### Task item
From the line with "Where can the woman" onward, reproduce each line of the entries exactly, ending at the last one, and add nothing.

(Referring expression data)
BEGIN

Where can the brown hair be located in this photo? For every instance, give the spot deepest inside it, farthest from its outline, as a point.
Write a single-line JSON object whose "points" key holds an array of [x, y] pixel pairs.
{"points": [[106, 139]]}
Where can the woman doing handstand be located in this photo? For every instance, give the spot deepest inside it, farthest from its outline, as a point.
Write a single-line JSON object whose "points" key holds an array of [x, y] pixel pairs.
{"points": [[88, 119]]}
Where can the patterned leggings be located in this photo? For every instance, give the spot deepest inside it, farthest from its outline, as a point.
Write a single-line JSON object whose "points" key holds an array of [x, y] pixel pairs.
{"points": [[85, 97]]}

END

### Solution below
Where can the woman doing handstand be located in this photo? For every instance, give the spot deepest inside it, farthest from its outline, as a point.
Write a single-line JSON object whose "points" key holds an array of [x, y] pixel pairs.
{"points": [[88, 119]]}
Where can the patterned leggings be located in this photo? For every instance, give the spot deepest inside it, farthest from its outline, as a point.
Write a single-line JSON object whose "points" key holds an array of [x, y] pixel pairs.
{"points": [[85, 97]]}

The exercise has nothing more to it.